(Records from a dataset)
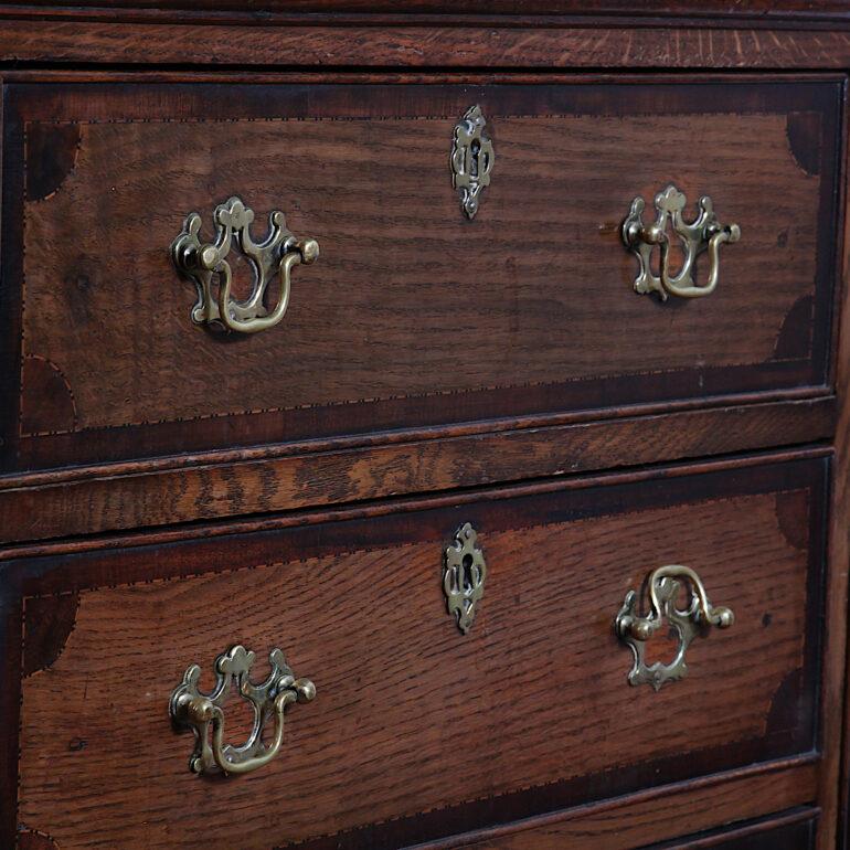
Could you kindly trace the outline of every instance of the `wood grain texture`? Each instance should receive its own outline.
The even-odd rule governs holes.
[[[225,14],[230,12],[231,14]],[[144,20],[155,14],[166,20],[187,20],[203,15],[215,17],[217,20],[279,20],[286,18],[293,22],[304,19],[309,13],[312,19],[320,15],[334,15],[339,20],[342,14],[369,15],[365,20],[385,23],[392,20],[410,20],[411,17],[431,14],[450,14],[448,20],[459,15],[467,18],[491,20],[499,15],[518,15],[521,21],[528,21],[533,14],[570,15],[577,19],[597,15],[617,15],[624,24],[636,19],[663,15],[690,19],[697,22],[700,18],[716,20],[727,17],[731,20],[747,20],[769,26],[776,20],[789,19],[801,25],[816,21],[841,21],[848,17],[847,6],[842,0],[750,0],[746,4],[735,0],[708,0],[694,8],[692,3],[682,0],[646,0],[635,8],[629,0],[405,0],[404,3],[393,3],[390,0],[205,0],[204,3],[192,3],[189,0],[82,0],[73,6],[52,2],[51,0],[33,0],[28,3],[3,0],[0,2],[0,15],[43,19],[45,17],[92,20],[110,17],[113,20]],[[392,14],[390,14],[392,13]],[[512,21],[502,17],[503,23]]]
[[[50,582],[33,573],[21,585],[28,597],[82,592],[63,652],[23,682],[19,817],[63,848],[117,836],[124,847],[191,846],[199,830],[210,847],[307,838],[316,847],[397,847],[603,789],[636,790],[661,765],[669,780],[807,752],[821,464],[195,541],[160,550],[157,563],[187,571],[174,581],[156,580],[160,567],[132,550],[89,555]],[[777,492],[786,489],[797,507],[786,502],[780,522]],[[481,531],[490,566],[467,638],[439,591],[442,548],[463,519]],[[804,549],[789,523],[809,529]],[[305,534],[320,549],[305,545]],[[337,541],[357,541],[360,551],[342,554]],[[300,560],[287,559],[290,548]],[[694,644],[689,679],[656,694],[625,683],[629,654],[612,618],[629,586],[671,560],[700,564],[712,598],[734,599],[740,615],[734,634]],[[97,582],[98,561],[120,576],[117,585]],[[134,562],[145,561],[153,581],[134,583]],[[234,641],[261,651],[281,644],[319,698],[290,714],[288,765],[211,784],[185,769],[190,741],[171,733],[162,706],[185,665],[208,667],[219,651],[211,647]],[[85,684],[94,680],[96,693]],[[125,701],[106,697],[128,689],[140,700],[132,724],[119,720]],[[694,701],[701,711],[691,711]],[[662,726],[669,731],[659,736]],[[475,745],[454,773],[446,765],[457,757],[457,730]],[[86,746],[70,746],[72,737]],[[297,784],[285,780],[293,775]],[[352,775],[355,784],[344,779]],[[391,786],[387,775],[396,777]],[[244,806],[274,810],[274,836],[262,817],[235,824],[230,809]]]
[[[105,465],[7,476],[0,477],[0,540],[342,504],[801,444],[829,438],[833,416],[835,401],[819,399],[281,456],[185,456],[170,467]]]
[[[666,841],[649,850],[815,850],[818,809],[736,825],[704,836]]]
[[[22,353],[63,376],[73,416],[57,427],[51,408],[43,428],[21,433],[23,456],[113,459],[156,446],[157,434],[169,453],[222,433],[278,440],[827,380],[838,92],[829,83],[706,83],[699,99],[660,83],[246,87],[223,110],[203,87],[14,92],[24,134],[59,110],[78,120],[81,139],[61,188],[25,205]],[[500,174],[471,224],[445,161],[470,98],[490,118]],[[789,145],[800,110],[820,129]],[[240,114],[266,120],[202,119]],[[116,117],[127,123],[103,123]],[[624,141],[649,149],[659,134],[671,140],[665,176],[639,159],[624,188]],[[619,222],[635,194],[651,198],[669,180],[692,199],[710,188],[748,233],[724,255],[716,297],[660,305],[630,293],[636,262]],[[211,215],[236,185],[258,212],[286,210],[289,226],[325,249],[295,283],[285,326],[223,340],[190,327],[192,287],[176,280],[162,246],[190,209]],[[413,204],[415,216],[401,214]],[[115,311],[126,251],[105,243],[134,256],[144,332],[127,333]],[[33,426],[32,414],[25,422]]]
[[[827,29],[755,25],[635,28],[550,21],[495,26],[467,21],[369,26],[352,23],[240,26],[193,22],[6,20],[0,56],[7,62],[171,64],[205,67],[274,65],[318,67],[518,67],[518,68],[734,68],[746,71],[850,66],[850,33]],[[215,46],[219,45],[219,46]]]
[[[808,776],[806,775],[808,771]],[[812,783],[807,782],[810,778]],[[736,776],[721,784],[701,787],[695,783],[663,795],[640,799],[634,795],[617,803],[588,806],[573,811],[531,819],[474,841],[464,836],[421,846],[422,850],[806,850],[815,835],[818,810],[805,804],[811,799],[814,771],[799,767],[758,776]],[[722,830],[711,830],[691,838],[670,838],[684,829],[701,829],[718,822],[740,819],[740,812],[753,812],[761,805],[769,812],[777,805],[795,806],[776,817],[739,824]],[[669,839],[669,840],[667,840]],[[731,843],[729,841],[746,842]],[[790,839],[794,839],[793,841]],[[779,841],[785,843],[779,843]],[[757,843],[763,841],[764,843]],[[769,843],[774,841],[774,843]],[[790,841],[790,842],[789,842]],[[651,847],[649,844],[651,843]]]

## [Direction]
Repeat every line of the listing above, leaving out the pictures.

## [The response]
Could you kindly trace the outline of every instance of the `wood grain texture`? Each instance should receive its own outline.
The even-odd rule governs holes.
[[[225,14],[230,12],[231,14]],[[144,20],[155,14],[166,20],[187,20],[203,15],[215,17],[217,20],[279,20],[286,18],[293,22],[304,19],[309,13],[312,19],[320,15],[334,15],[339,20],[342,14],[369,15],[365,20],[385,23],[392,20],[410,20],[411,17],[431,14],[450,14],[448,20],[459,15],[467,18],[491,20],[499,15],[518,15],[521,21],[528,21],[533,14],[570,15],[577,19],[597,15],[617,15],[624,24],[636,19],[663,15],[690,19],[697,22],[700,18],[716,20],[727,17],[731,20],[747,20],[769,26],[776,20],[789,19],[801,25],[816,21],[841,21],[848,17],[847,6],[842,0],[750,0],[746,4],[735,0],[708,0],[694,8],[692,3],[682,0],[646,0],[635,8],[629,0],[405,0],[404,3],[393,3],[390,0],[205,0],[204,3],[192,3],[189,0],[82,0],[73,6],[52,2],[51,0],[33,0],[28,3],[3,0],[0,2],[0,15],[43,19],[45,17],[92,20],[110,17],[113,20]],[[392,14],[390,14],[392,13]],[[512,21],[502,17],[503,23]]]
[[[50,582],[33,573],[21,585],[28,597],[82,592],[63,652],[23,682],[19,817],[63,848],[117,836],[124,847],[191,846],[199,830],[210,847],[307,838],[316,847],[397,847],[603,789],[636,790],[661,765],[669,780],[807,752],[821,464],[195,541],[160,550],[157,563],[187,571],[174,581],[156,580],[160,567],[132,550],[89,555]],[[777,492],[786,489],[797,507],[786,502],[780,522]],[[481,531],[490,566],[467,638],[439,591],[442,548],[463,519]],[[804,549],[789,523],[809,529]],[[305,534],[320,549],[305,545]],[[337,541],[357,541],[360,551],[342,554]],[[300,560],[287,559],[290,548]],[[694,644],[689,679],[656,694],[625,683],[629,654],[612,618],[629,586],[671,560],[700,564],[712,598],[734,599],[740,615],[734,634]],[[97,582],[98,561],[120,576],[117,585]],[[134,562],[145,561],[153,581],[134,583]],[[234,641],[261,651],[281,644],[319,698],[290,714],[288,765],[211,784],[185,769],[190,741],[171,733],[162,706],[185,665],[208,667],[219,651],[211,647]],[[85,684],[94,680],[96,693]],[[125,701],[106,697],[128,689],[140,700],[132,724],[119,720]],[[694,701],[701,711],[691,711]],[[662,726],[669,731],[659,736]],[[475,745],[454,773],[446,765],[457,757],[457,730]],[[86,746],[70,746],[72,737]],[[297,784],[285,780],[293,775]],[[352,775],[355,784],[344,779]],[[391,786],[387,775],[396,777]],[[244,806],[274,810],[274,836],[262,817],[235,824],[230,809]]]
[[[105,465],[7,476],[0,477],[0,540],[342,504],[801,444],[829,438],[833,416],[835,401],[819,399],[281,456],[185,456],[170,467]]]
[[[666,841],[649,850],[815,850],[818,809],[736,825],[704,836]]]
[[[22,353],[63,376],[73,416],[57,427],[51,408],[43,428],[21,433],[23,456],[113,459],[156,446],[157,434],[169,453],[222,433],[278,440],[827,380],[838,92],[829,83],[706,83],[699,99],[660,83],[246,87],[223,110],[203,87],[14,92],[24,134],[59,110],[78,120],[81,139],[61,188],[25,205]],[[500,174],[471,224],[445,161],[470,98],[490,118]],[[789,145],[800,110],[820,129]],[[240,114],[266,120],[202,119]],[[116,117],[127,123],[103,123]],[[624,141],[649,149],[659,134],[671,140],[665,176],[639,159],[624,188]],[[619,222],[635,194],[651,198],[669,180],[692,199],[710,188],[748,233],[724,255],[716,297],[660,305],[630,293],[636,262]],[[211,215],[236,185],[258,212],[286,210],[289,226],[325,249],[295,283],[285,326],[223,340],[190,327],[192,287],[176,280],[162,246],[190,209]],[[413,204],[415,216],[401,214]],[[115,311],[126,251],[105,243],[134,256],[144,332],[127,333]],[[33,426],[32,414],[25,422]]]
[[[827,29],[755,25],[635,28],[550,21],[495,26],[467,21],[369,26],[352,23],[240,26],[193,22],[6,20],[0,56],[7,62],[171,64],[205,67],[274,65],[318,67],[518,67],[518,68],[734,68],[746,71],[850,66],[850,33]],[[215,46],[219,45],[219,46]]]
[[[808,776],[806,775],[808,771]],[[812,783],[807,782],[810,778]],[[736,776],[721,784],[701,787],[695,783],[663,795],[640,799],[634,795],[617,803],[588,806],[573,811],[531,819],[474,841],[464,836],[421,846],[422,850],[806,850],[815,835],[818,810],[805,804],[811,799],[814,771],[799,767],[758,776]],[[722,830],[711,830],[691,838],[670,838],[684,829],[701,829],[718,822],[740,819],[740,812],[753,812],[761,805],[769,812],[777,805],[795,806],[776,817],[739,824]],[[669,839],[669,840],[667,840]],[[731,843],[729,841],[746,842]],[[790,839],[794,839],[793,841]],[[779,841],[785,843],[779,843]],[[757,843],[763,841],[764,843]],[[769,843],[774,841],[774,843]],[[790,841],[790,842],[789,842]],[[651,847],[649,844],[651,843]]]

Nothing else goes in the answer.